2021.12.28 17:55

MSF among volunteers fined for helping migrant on Lithuania-Belarus border

Augustinas Šemelis, LRT TV, LRT.lt2021.12.28 17:55

On Christmas Eve, volunteers travelled to Lithuania’s border with Belarus after receiving information about a Syrian man in dire medical condition. Because they did not have permission to enter the emergency zone, they were fined 100 euros each. Among them – three medics from Doctors Without Borders (MSF).

“I’m here, in the Lithuanian forest, for two days. I cannot walk or stand. I’m very sick. I need international protection in Lithuania,” the Syrian man said in the video sent to the humanitarian organisation Sienos Grupė (The Border Group).

“He just sat there, slumped over, leaning against a tree,” Mantautas Šulskus of Sienos Grupė described the condition of the migrant when the volunteers found him.

According to Šulskus, the volunteers gave the man warm tea and food and changed him into warm clothes. They called medics from the international organisation Doctors Without Borders because the Syrian man did not want to turn to the border guards for help.

* * * * *

● Apply what you read:
1. In the article about the volunteers on the Lithuania-Belarus border, how much was each volunteer fined?
2. Rewrite everything in the border article from "On Christmas Eve, volunteers" down to "(The Border Group).", replacing "Christmas Eve" with "New Year's Eve".
3. Continue the article about the volunteers on the Lithuania-Belarus border from where it stops.

* * * * *

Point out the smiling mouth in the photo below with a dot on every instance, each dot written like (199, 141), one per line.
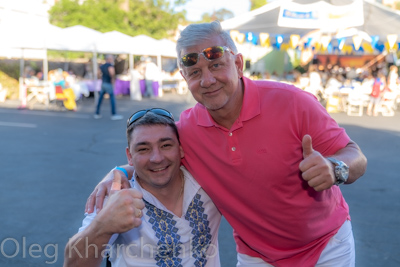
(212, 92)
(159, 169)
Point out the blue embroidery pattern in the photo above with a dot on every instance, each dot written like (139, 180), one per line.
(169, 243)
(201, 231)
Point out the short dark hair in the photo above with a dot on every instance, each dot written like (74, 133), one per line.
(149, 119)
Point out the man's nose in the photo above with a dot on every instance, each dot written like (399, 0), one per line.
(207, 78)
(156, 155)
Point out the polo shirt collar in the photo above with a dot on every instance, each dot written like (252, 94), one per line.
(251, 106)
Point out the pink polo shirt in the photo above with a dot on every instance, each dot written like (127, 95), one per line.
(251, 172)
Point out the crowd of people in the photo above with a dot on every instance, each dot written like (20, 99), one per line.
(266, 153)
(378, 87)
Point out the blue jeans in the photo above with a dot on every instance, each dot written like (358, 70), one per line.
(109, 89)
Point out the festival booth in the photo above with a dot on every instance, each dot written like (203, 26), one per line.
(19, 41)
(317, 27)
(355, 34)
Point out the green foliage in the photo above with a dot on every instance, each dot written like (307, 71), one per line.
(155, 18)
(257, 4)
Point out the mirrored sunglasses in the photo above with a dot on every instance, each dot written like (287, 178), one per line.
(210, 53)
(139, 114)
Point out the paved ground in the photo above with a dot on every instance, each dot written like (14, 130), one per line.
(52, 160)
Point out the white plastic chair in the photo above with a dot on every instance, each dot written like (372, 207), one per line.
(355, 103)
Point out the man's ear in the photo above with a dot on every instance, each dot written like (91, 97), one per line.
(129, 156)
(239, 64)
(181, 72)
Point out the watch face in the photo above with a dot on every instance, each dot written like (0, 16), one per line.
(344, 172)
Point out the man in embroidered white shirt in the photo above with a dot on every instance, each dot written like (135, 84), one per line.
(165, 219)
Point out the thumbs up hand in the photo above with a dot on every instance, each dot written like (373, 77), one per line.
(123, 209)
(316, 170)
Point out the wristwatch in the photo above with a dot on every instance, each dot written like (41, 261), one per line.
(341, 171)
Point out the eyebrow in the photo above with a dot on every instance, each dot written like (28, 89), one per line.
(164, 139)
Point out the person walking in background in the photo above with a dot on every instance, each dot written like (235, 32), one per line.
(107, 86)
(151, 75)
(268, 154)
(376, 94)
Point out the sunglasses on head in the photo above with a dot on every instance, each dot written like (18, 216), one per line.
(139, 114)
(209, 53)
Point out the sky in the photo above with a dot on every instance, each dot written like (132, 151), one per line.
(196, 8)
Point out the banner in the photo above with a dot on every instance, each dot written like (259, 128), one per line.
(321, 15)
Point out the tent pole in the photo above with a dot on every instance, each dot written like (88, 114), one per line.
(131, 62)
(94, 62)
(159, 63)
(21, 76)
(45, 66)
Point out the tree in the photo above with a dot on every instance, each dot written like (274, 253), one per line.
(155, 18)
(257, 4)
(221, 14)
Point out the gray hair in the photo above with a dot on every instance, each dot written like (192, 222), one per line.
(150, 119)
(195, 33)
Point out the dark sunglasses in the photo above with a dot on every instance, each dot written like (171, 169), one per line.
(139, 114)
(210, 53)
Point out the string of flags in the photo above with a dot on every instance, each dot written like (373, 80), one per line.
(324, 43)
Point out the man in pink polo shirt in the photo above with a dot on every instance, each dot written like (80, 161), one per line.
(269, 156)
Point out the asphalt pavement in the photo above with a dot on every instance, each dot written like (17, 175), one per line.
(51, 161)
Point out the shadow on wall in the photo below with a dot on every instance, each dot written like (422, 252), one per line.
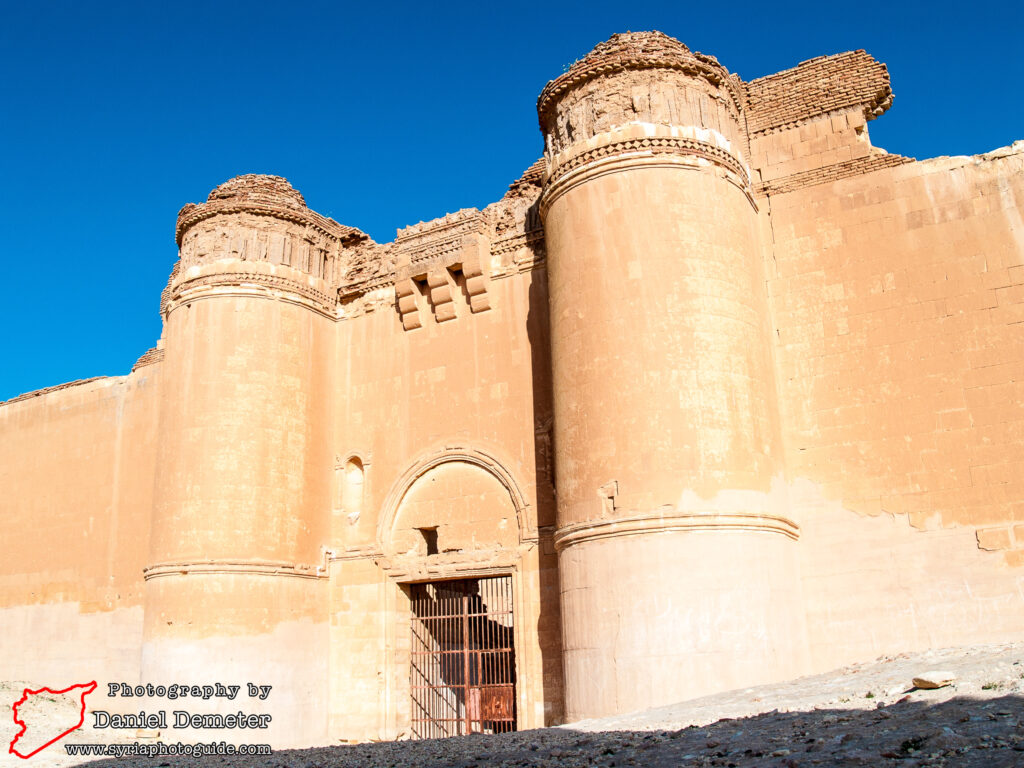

* * * * *

● Results in order:
1. Each volunteer was fined 100 euros.

2.
On New Year's Eve, volunteers travelled to Lithuania’s border with Belarus after receiving information about a Syrian man in dire medical condition. Because they did not have permission to enter the emergency zone, they were fined 100 euros each. Among them – three medics from Doctors Without Borders (MSF).

“I’m here, in the Lithuanian forest, for two days. I cannot walk or stand. I’m very sick. I need international protection in Lithuania,” the Syrian man said in the video sent to the humanitarian organisation Sienos Grupė (The Border Group).

3.
“He said that while he was lying there, he saw armed people in uniforms passing by. So, he could have shouted at them and asked for help,” Šulskus said.

“But there are rumours in the migrant networks, and they know that if they turn themselves in, there is a huge chance of being pushed back into Belarus,” he added.

When the volunteers found the Syrian man, he told them that he did not want to go back to Belarus, according to Šulskus.

Doctors Without Borders inspected the foreigner and determined that he needed to go to the hospital immediately. The volunteers then called the border guards and the ambulance.

The Syrian man was taken to the hospital in Druskininkai and later transferred to one in Vilnius. The European Court of Human Rights (ECHR) has granted him temporary protection – he cannot be expelled from Lithuania until January 31.

Fines and doubts

During the current state of emergency, humanitarian workers are largely barred from working on the border with Belarus. Special permissions are required and neither the volunteers of Sienos Grupė nor Doctors Without Borders had them. They were all fined 100 euros for being in the emergency zone illegally.

“Doctors without Borders work in those countries where they suspect, or they know, that essential medical services are not being provided,” Vidmantas Balkūnas, a journalist with news website who was onsite when the migrant was found, told LRT TV.

The MSF has refrained from commenting on the situation.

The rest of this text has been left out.